Addressing the large and growing burden of non-communicable diseases in the Latin American and Caribbean (LAC) region requires better prevention and screening but also improving diagnosis, treatment, and control of the conditions once they have developed. This needs concerted action by health systems, healthcare providers and patients, as well as other stakeholders – such as the food and beverages industry and society overall – to reduce both the disease incidence and long-term management.
A large and growing drag on health and resources
Among all non-communicable conditions, chronic cardiometabolic diseases (CMDs) are a particularly urgent concern in LAC because of their disease burden and economic impact. The two leading groups of CMDs, cardiovascular diseases and diabetes mellitus, rank first and third by their contribution to the burden of disease (see table). Together they represent more than 20 per cent of the total disease burden and more than two-thirds of deaths in the region. CMDs are also a major driver of rising health expenditures in the region. What is more, the main risk factors for these conditions – such as increased blood pressure, high blood sugar and cholesterol, and excess weight – remain prevalent and are generally increasing in LAC.
Top-3 conditions according to their disease burden in LAC in 2019
|Disease burden*||Share of total disease burden||Deaths||Share of deaths|
|Cardiovascular diseases||20.4 million||12.3 %||962 thousand||26.9 %|
|Cancers||16.5 million||9.9 %||638 thousand||17.8 %|
|Diabetes and kidney diseases||13.7 million||8.3 %||395 thousand||11.0 %|
Persistent and large gaps in CMD treatment and control
In addition to prevention, it is critical for LAC countries to effectively diagnose and manage CMDs once they have developed. One way to understand this is the “care cascade” that describes the stages in the sequence from the initial diagnosis of a condition to treatment and ultimately achieving control. There are substantial problems at each stage. The below graph shows this using data from recent analysis in Mexico:
- 52% of patients with hypertension are undiagnosed.
- 15% of these patients are diagnosed but do not receive treatment.
- 15% receive treatment but have uncontrolled hypertension.
- Only 18% have controlled hypertension.
There are similar challenges for other conditions and countries. For example, fewer than two-thirds of Colombian patients diagnosed with diabetes mellitus had a recent blood sugar report and only about half of these had achieved glycemic control.
Too many patients are stuck or regress
Over time, many patients who have been diagnosed do not advance or even regress toward lower stages of the care cascade. The aforementioned Mexican study followed survey participants who had high blood pressure in 2005/6 and examined their status checked several years later, between 2009 and 2012. The below table shows the key findings:
- Many patients are stuck in lower stages of the care continuum (the yellow cells). For example, 70% of those diagnosed but untreated at baseline remained untreated a few years later.
- Few patients advance in the cascade (the green cells). For example, only 25% of those who were treated but had uncontrolled hypertension at baseline had achieved control at the time of the endline.
- Many patients regress toward earlier stages of the cascade (the red cells). 40% of controlled hypertension in 2005 dropped out of treatment entirely by the endline while only fewer than a quarter (23%) maintained control.
So just getting patients to one of stages in the care cascade is not at all sufficient: we also need to make sure that they do not regress and instead advance to later cascade stages.
Evidence-based solutions are available but concerted action is needed
Overall, this means that countries need to urgently improve screening and diagnosis, but also better manage CMDs once they have been diagnosed – along all stages of the cascade. The good news is that there are interventions and policies to improve the care cascade. They range from better primary care and access to essential medicines, to telemedicine and digital tools, and to nudges for providers and patients.
The main challenge is to get all stakeholders on board and align their efforts for maximum impact, and to reimagine and restructure how each stage of the care cascade is addressed. The health system needs to provide an enabling structure that champions chronic disease care, health care providers need to have the right incentives and resources to encourage consistent accessible and high-quality care, and patients need to be active participants. To tackle the CMD epidemic, focusing on a single stage in the cascade will not be effective, and we need concerted and purposeful action on all fronts.

Source information
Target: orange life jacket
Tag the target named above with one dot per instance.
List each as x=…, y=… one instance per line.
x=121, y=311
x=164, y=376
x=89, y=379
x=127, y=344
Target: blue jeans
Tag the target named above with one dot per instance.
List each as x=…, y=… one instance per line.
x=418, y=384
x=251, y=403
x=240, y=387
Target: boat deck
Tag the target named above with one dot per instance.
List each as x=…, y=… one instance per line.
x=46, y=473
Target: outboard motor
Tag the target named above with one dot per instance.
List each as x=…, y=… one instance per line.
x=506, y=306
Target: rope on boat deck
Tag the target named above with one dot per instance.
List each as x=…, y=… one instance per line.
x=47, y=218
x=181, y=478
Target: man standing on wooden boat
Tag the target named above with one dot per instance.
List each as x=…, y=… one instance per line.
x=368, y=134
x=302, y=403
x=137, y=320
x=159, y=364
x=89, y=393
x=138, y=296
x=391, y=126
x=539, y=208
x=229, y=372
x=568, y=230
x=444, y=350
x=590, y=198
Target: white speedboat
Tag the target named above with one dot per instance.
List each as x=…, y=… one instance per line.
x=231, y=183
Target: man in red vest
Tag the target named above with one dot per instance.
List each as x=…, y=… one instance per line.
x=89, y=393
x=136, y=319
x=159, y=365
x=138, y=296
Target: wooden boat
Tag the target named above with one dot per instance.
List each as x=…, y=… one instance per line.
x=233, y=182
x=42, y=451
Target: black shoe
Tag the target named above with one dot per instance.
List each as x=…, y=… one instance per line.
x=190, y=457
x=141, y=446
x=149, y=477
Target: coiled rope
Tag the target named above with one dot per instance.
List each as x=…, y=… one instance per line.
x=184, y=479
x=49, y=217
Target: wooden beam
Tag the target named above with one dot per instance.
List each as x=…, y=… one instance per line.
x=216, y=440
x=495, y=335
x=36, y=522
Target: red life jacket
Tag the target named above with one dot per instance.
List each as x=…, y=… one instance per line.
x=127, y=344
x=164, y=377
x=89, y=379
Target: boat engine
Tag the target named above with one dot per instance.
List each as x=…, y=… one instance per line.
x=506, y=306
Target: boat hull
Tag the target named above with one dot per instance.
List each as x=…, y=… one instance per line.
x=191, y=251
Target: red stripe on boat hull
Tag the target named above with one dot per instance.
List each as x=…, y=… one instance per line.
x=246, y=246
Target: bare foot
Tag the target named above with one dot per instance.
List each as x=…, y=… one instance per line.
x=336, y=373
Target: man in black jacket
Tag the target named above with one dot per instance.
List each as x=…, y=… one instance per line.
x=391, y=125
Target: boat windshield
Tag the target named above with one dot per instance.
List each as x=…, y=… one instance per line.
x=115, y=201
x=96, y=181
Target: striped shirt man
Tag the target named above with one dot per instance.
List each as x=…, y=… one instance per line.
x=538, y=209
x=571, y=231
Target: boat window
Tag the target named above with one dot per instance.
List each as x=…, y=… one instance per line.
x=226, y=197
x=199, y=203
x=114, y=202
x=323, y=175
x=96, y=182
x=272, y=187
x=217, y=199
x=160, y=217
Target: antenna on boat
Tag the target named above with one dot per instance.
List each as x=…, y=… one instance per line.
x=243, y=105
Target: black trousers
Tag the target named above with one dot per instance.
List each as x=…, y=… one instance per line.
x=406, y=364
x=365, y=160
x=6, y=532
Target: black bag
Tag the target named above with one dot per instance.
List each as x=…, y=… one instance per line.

Problem 1
Copy the passage of the text on chronic disease care in Latin America and the Caribbean word for word, from "There are similar" to "achieved glycemic control.".
Problem 2
For each statement, say yes or no to whether it agrees with the text on chronic disease care in Latin America and the Caribbean, and quote the words that decide it: (a) In the Mexican data, 52% of patients with hypertension are undiagnosed. (b) Most patients who had controlled hypertension at baseline still had it controlled at the endline. (c) Cardiovascular diseases and diabetes mellitus together account for more than two-thirds of deaths in the region.

Exercise output 1
There are similar challenges for other conditions and countries. For example, fewer than two-thirds of Colombian patients diagnosed with diabetes mellitus had a recent blood sugar report and only about half of these had achieved glycemic control.

Exercise output 2
(a) Yes: "52% of patients with hypertension are undiagnosed."
(b) No: "only fewer than a quarter (23%) maintained control."
(c) Yes: "Together they represent more than 20 per cent of the total disease burden and more than two-thirds of deaths in the region."